— Exercise details —
Word for word, give every line of the listing again.

— Given data —
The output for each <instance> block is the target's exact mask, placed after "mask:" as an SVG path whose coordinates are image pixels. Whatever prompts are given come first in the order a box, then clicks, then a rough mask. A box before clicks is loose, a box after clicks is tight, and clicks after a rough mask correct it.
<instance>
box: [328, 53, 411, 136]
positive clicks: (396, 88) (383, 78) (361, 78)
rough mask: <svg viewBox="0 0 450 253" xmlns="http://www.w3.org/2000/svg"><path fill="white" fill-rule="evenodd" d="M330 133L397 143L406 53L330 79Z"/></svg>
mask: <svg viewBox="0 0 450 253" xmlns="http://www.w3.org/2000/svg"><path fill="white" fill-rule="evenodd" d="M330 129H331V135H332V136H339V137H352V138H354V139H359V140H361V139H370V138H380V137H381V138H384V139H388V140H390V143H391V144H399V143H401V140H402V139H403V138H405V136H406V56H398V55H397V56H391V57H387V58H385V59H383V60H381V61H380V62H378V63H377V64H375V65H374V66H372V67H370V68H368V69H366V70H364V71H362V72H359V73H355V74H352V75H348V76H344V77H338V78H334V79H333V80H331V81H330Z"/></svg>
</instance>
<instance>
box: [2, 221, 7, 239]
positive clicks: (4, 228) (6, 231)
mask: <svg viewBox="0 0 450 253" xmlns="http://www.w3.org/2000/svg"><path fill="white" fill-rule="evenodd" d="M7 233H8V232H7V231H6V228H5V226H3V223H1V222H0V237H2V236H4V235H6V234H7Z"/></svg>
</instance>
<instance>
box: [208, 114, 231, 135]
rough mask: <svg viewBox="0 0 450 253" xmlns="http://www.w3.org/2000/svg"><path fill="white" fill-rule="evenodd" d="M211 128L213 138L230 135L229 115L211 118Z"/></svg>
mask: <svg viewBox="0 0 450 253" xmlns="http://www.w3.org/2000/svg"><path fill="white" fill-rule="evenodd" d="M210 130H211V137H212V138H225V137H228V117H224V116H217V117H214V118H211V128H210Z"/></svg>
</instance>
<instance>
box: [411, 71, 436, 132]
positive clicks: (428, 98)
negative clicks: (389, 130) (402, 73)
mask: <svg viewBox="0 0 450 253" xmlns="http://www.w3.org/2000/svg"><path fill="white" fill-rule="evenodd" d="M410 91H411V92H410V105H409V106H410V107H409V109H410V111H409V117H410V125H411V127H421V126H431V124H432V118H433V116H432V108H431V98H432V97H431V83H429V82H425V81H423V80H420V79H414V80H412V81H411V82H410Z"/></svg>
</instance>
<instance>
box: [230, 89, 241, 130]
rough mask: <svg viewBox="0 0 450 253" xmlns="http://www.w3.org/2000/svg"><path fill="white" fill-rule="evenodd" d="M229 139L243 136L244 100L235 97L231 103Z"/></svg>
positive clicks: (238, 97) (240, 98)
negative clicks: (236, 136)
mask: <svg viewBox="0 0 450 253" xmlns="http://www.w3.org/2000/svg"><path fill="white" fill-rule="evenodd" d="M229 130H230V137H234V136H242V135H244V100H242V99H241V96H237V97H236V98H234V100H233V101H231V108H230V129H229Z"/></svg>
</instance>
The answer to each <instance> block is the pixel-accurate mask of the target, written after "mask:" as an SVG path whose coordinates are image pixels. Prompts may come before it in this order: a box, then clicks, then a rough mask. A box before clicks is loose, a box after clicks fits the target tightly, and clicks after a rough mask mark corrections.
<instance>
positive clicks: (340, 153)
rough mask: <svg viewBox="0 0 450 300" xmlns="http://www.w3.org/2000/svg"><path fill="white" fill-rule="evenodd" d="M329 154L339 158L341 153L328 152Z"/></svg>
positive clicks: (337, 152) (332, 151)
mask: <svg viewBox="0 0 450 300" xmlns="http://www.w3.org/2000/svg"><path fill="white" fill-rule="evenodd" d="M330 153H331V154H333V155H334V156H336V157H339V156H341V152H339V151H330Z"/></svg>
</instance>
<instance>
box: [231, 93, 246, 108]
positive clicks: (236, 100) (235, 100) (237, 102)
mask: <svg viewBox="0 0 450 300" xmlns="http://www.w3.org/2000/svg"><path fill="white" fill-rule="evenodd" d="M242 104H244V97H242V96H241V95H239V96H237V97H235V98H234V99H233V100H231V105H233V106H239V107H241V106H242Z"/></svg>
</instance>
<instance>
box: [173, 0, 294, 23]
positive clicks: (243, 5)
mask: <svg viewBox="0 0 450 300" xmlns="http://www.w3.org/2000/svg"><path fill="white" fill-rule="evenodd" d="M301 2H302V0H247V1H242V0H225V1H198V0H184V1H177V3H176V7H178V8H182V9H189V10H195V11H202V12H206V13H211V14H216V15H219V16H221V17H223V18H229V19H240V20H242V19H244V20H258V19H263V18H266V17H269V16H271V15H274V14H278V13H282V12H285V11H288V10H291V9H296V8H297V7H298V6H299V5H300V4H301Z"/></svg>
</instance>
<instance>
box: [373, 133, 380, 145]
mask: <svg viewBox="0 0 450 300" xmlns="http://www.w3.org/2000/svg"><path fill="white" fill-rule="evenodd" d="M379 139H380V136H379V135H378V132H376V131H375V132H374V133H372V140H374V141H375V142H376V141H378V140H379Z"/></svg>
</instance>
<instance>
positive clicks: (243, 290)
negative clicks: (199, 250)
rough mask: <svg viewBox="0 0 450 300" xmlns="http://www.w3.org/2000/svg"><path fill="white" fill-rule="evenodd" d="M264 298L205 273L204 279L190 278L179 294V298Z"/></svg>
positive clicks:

— Final answer —
The output for each <instance> block is the target's exact mask, placed after "mask:" as an SVG path whose coordinates are image pixels. Whatever prompts are given come first in the order a box, then clicks, then a rough mask. A box before clicks is loose, a box after clicks is tight, and clicks after a rough mask correct it.
<instance>
box: [328, 53, 411, 136]
positive clicks: (396, 88) (383, 78) (361, 78)
rough mask: <svg viewBox="0 0 450 253" xmlns="http://www.w3.org/2000/svg"><path fill="white" fill-rule="evenodd" d="M330 133L397 143L406 53L330 79Z"/></svg>
mask: <svg viewBox="0 0 450 253" xmlns="http://www.w3.org/2000/svg"><path fill="white" fill-rule="evenodd" d="M330 129H331V135H332V136H339V137H352V138H354V139H359V140H361V139H370V138H380V137H381V138H384V139H388V140H390V143H391V144H399V143H401V140H402V139H403V138H405V136H406V56H398V55H397V56H391V57H387V58H385V59H383V60H381V61H380V62H378V63H377V64H375V65H374V66H372V67H370V68H368V69H366V70H364V71H362V72H359V73H355V74H352V75H348V76H344V77H338V78H334V79H333V80H331V81H330Z"/></svg>
</instance>
<instance>
box: [2, 221, 7, 239]
positive clicks: (4, 228) (6, 231)
mask: <svg viewBox="0 0 450 253" xmlns="http://www.w3.org/2000/svg"><path fill="white" fill-rule="evenodd" d="M7 233H8V232H7V231H6V228H5V226H3V223H1V222H0V237H2V236H4V235H6V234H7Z"/></svg>
</instance>
<instance>
box: [208, 114, 231, 135]
rough mask: <svg viewBox="0 0 450 253" xmlns="http://www.w3.org/2000/svg"><path fill="white" fill-rule="evenodd" d="M211 128L213 138L230 135L229 115L211 118Z"/></svg>
mask: <svg viewBox="0 0 450 253" xmlns="http://www.w3.org/2000/svg"><path fill="white" fill-rule="evenodd" d="M210 130H211V137H212V138H225V137H228V117H224V116H217V117H214V118H211V128H210Z"/></svg>
</instance>
<instance>
box: [411, 71, 436, 132]
positive clicks: (428, 98)
negative clicks: (389, 130) (402, 73)
mask: <svg viewBox="0 0 450 253" xmlns="http://www.w3.org/2000/svg"><path fill="white" fill-rule="evenodd" d="M410 91H411V92H410V105H409V106H410V107H409V109H410V111H409V117H410V125H411V127H421V126H431V124H432V118H433V116H432V108H431V98H432V97H431V83H429V82H425V81H423V80H420V79H414V80H412V81H411V82H410Z"/></svg>
</instance>
<instance>
box: [230, 89, 241, 130]
rough mask: <svg viewBox="0 0 450 253" xmlns="http://www.w3.org/2000/svg"><path fill="white" fill-rule="evenodd" d="M229 139L243 136L244 100L235 97L231 103Z"/></svg>
positive clicks: (238, 97) (240, 98)
negative clicks: (236, 136)
mask: <svg viewBox="0 0 450 253" xmlns="http://www.w3.org/2000/svg"><path fill="white" fill-rule="evenodd" d="M229 130H230V137H234V136H242V135H244V100H242V99H241V96H237V97H236V98H234V100H233V101H231V108H230V129H229Z"/></svg>
</instance>
The answer to each <instance> block is the pixel-accurate mask of the target, written after "mask:" as an SVG path whose coordinates are image pixels. Prompts may come before it in this order: a box, then clicks, then a rough mask. A box before clicks is loose, a box after clicks fits the target tightly, and clicks after a rough mask mark corrections.
<instance>
positive clicks: (340, 153)
rough mask: <svg viewBox="0 0 450 300" xmlns="http://www.w3.org/2000/svg"><path fill="white" fill-rule="evenodd" d="M329 154L339 158L341 153L328 152Z"/></svg>
positive clicks: (337, 152) (332, 151)
mask: <svg viewBox="0 0 450 300" xmlns="http://www.w3.org/2000/svg"><path fill="white" fill-rule="evenodd" d="M330 153H331V154H333V155H334V156H336V157H339V156H341V152H339V151H330Z"/></svg>
</instance>
<instance>
box: [231, 93, 246, 108]
positive clicks: (236, 100) (235, 100) (237, 102)
mask: <svg viewBox="0 0 450 300" xmlns="http://www.w3.org/2000/svg"><path fill="white" fill-rule="evenodd" d="M242 104H244V97H242V96H241V95H239V96H237V97H235V98H234V99H233V100H231V105H233V106H239V107H241V106H242Z"/></svg>
</instance>
<instance>
box: [173, 0, 294, 23]
positive clicks: (243, 5)
mask: <svg viewBox="0 0 450 300" xmlns="http://www.w3.org/2000/svg"><path fill="white" fill-rule="evenodd" d="M301 2H302V0H247V1H242V0H225V1H198V0H184V1H177V3H176V7H178V8H182V9H189V10H195V11H202V12H206V13H211V14H216V15H219V16H221V17H223V18H229V19H240V20H242V19H244V20H258V19H263V18H266V17H269V16H271V15H274V14H278V13H282V12H285V11H288V10H291V9H296V8H297V7H298V6H299V5H300V4H301Z"/></svg>
</instance>
<instance>
box: [373, 133, 380, 145]
mask: <svg viewBox="0 0 450 300" xmlns="http://www.w3.org/2000/svg"><path fill="white" fill-rule="evenodd" d="M379 139H380V136H379V135H378V132H376V131H375V132H374V133H372V140H374V141H375V142H376V141H378V140H379Z"/></svg>
</instance>
<instance>
positive clicks: (243, 290)
negative clicks: (199, 250)
rough mask: <svg viewBox="0 0 450 300" xmlns="http://www.w3.org/2000/svg"><path fill="white" fill-rule="evenodd" d="M264 298L205 273L204 279L190 278L179 294V298Z"/></svg>
positive clicks:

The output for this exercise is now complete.